### PROBLEM A
Please show every line in the rows below that contains the string "small".

### SUPPLIED TEXT

########

CAM Raleigh, Sept. 2022–Mar. 2023
Photos by Keith Issacs.

Art installation comprised of rows of colored LED lights hanging in basement gallery
Art installation comprised of rows of illuminated, colored LED lights hanging in basement gallery

Wall text at gallery entry, charting the evolution of pride flags from 1978–2022.

In 2016 I created FLAG as a site-specific response to HB2 — North Carolina’s notorious, wantonly cruel “bathroom bill” (which actually went beyond restricting public restroom access to undercut antidiscrimination laws and limit local control over the minimum wage).

The installation occupied a vacant storefront on Martin Street in downtown Raleigh, situated just a few blocks south of the State Capitol and Legislative Buildings where the bill was passed. Playful at first glance, the project was very intentional about implicating every passerby in an unfolding conversation about community, belonging, and civil rights.

The idea of FLAG was to insist on a participatory relationship to local politics. But, as we all know, the local is national. The quick passage of HB2 in a special session by an emboldened and unaccountable legislature was made possible by the nationwide efforts of Republicans and dark money to take over statehouses in the redistricting year of 2010, cementing political power even as they declined in popular support. As an election-year gambit, it also reflected the time-tested right-wing tactic of manufacturing outrage over any expansion of minority rights.

The LGBTQ+ community has been a perennial target, and in the years since 2016 the rhetoric and policy battles have only gotten more brutal. As we look to local and national elections in the fall of 2022, we see politicians and candidates stoking fears about “grooming,” media entities devoted to harassing allies and parents of trans youth, supreme court justices opining about the end of same-sex marriage. When CAM asked me to consider reviving FLAG, it felt like the right time.

########

### SUPPLIED ENTRIES
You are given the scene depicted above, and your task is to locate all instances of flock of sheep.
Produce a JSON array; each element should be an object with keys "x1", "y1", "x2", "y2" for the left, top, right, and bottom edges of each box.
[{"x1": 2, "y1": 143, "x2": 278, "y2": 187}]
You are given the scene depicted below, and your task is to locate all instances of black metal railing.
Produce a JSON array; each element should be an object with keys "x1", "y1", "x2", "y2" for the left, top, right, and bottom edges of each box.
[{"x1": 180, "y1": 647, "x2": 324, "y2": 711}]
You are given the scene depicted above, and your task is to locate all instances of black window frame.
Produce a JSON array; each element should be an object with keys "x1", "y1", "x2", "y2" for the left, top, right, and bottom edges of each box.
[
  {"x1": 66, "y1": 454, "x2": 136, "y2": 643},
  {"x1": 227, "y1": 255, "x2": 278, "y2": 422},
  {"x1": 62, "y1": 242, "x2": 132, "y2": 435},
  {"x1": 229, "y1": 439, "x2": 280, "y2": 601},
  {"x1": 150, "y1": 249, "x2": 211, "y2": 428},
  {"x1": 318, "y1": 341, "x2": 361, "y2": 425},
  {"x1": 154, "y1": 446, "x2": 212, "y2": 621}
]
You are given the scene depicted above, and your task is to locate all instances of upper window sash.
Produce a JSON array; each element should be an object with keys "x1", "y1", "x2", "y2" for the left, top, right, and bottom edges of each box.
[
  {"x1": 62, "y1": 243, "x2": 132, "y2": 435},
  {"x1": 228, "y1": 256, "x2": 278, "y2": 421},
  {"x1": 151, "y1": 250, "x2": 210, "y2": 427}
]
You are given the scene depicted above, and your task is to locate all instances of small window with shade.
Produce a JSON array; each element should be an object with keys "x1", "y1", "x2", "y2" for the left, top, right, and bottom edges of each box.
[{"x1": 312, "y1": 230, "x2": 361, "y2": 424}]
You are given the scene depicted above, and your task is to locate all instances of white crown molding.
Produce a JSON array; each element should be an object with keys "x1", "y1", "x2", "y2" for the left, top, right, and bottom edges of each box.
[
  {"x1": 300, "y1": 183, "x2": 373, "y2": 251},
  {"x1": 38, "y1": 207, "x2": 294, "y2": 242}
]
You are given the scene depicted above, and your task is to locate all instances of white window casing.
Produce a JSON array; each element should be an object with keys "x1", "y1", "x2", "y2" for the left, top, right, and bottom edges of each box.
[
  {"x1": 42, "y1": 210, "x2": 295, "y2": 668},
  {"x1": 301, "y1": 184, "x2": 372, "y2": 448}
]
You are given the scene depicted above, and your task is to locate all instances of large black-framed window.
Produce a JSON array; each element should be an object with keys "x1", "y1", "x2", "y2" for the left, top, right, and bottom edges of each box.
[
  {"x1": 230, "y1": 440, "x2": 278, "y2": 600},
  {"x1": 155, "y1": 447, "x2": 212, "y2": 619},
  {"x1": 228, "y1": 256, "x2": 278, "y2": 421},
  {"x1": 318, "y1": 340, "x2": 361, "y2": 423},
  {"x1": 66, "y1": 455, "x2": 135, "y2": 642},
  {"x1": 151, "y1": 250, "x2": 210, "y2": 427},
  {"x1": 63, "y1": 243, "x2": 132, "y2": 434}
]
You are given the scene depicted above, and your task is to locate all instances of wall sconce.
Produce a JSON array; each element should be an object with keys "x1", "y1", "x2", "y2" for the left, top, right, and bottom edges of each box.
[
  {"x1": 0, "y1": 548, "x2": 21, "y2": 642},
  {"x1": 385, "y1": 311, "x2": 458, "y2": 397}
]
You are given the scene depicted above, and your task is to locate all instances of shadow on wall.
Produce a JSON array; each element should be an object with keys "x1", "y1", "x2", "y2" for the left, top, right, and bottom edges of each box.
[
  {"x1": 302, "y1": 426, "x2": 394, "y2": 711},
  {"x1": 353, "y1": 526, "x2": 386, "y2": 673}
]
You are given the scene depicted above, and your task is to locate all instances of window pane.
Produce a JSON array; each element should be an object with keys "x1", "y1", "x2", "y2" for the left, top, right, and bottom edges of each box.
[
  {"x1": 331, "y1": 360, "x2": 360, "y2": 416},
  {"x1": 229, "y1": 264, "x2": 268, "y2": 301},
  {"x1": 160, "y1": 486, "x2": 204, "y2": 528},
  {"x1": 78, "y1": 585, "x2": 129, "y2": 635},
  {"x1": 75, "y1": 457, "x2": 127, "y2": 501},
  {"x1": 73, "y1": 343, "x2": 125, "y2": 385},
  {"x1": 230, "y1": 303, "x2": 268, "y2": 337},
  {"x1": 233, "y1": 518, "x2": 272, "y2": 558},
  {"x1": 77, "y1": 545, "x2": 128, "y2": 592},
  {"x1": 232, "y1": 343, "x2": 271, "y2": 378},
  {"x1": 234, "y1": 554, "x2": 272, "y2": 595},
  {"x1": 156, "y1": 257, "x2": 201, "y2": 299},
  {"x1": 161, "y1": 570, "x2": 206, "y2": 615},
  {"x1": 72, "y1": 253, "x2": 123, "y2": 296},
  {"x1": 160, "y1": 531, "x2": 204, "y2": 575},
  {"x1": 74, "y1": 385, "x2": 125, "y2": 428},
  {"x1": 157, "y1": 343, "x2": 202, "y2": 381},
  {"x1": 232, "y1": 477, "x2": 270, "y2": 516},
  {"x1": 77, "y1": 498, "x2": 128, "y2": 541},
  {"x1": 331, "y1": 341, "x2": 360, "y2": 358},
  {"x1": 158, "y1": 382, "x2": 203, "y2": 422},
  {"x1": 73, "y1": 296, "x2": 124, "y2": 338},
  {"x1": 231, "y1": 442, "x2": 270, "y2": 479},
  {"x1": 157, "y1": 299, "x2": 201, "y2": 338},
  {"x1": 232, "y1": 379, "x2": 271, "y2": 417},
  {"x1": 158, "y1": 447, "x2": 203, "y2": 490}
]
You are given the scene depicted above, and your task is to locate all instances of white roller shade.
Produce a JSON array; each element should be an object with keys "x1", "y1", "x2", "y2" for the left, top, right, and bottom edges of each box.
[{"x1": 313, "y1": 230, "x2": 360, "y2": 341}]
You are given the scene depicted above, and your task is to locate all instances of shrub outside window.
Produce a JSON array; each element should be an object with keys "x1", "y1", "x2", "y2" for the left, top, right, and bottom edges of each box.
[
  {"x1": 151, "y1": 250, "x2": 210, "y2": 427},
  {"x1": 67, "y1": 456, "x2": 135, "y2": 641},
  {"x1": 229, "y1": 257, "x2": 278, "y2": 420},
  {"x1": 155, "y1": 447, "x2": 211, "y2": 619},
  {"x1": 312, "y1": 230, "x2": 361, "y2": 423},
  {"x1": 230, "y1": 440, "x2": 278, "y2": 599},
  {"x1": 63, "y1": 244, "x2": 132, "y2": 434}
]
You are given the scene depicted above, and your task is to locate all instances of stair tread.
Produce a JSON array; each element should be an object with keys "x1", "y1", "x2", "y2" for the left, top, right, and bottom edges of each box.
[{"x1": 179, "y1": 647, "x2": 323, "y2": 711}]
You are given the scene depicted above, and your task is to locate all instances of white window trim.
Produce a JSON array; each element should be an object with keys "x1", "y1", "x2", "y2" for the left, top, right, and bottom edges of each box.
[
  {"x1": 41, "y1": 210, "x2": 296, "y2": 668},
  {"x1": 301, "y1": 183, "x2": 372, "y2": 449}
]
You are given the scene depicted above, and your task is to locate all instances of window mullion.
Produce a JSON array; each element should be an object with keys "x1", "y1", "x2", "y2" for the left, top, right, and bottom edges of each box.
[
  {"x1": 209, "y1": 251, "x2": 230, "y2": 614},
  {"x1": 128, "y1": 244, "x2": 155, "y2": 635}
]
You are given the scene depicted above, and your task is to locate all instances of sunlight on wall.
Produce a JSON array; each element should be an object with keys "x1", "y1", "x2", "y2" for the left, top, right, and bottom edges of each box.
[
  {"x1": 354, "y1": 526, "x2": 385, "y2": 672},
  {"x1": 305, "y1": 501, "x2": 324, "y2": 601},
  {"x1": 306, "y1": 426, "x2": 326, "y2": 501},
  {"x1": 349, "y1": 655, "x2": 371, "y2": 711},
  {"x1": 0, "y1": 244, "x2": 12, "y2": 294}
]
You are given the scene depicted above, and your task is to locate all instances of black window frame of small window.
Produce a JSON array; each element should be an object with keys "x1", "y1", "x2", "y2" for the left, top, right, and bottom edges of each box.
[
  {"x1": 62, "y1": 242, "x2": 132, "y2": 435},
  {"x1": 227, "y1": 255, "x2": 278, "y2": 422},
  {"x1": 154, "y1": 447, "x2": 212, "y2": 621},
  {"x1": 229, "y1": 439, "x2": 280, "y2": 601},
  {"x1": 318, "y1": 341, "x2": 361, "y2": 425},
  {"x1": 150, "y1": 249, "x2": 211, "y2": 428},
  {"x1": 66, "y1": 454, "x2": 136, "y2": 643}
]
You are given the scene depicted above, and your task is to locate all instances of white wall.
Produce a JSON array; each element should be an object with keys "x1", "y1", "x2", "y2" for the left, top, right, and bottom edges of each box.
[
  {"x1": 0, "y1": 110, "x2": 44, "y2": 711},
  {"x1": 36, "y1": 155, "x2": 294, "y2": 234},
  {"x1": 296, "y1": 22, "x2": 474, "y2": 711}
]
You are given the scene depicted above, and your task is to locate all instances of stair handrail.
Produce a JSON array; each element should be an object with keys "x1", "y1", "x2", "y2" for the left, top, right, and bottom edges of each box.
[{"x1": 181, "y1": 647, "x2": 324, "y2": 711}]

########

### PROBLEM B
According to the text about the FLAG installation, on which street was the vacant storefront it occupied?

### CORRECT RESPONSE A
You are given the scene depicted above, and your task is to locate all instances of small window with shade.
You are given the scene depicted above, and your task is to locate all instances of black window frame of small window.

### CORRECT RESPONSE B
Martin Street, in downtown Raleigh.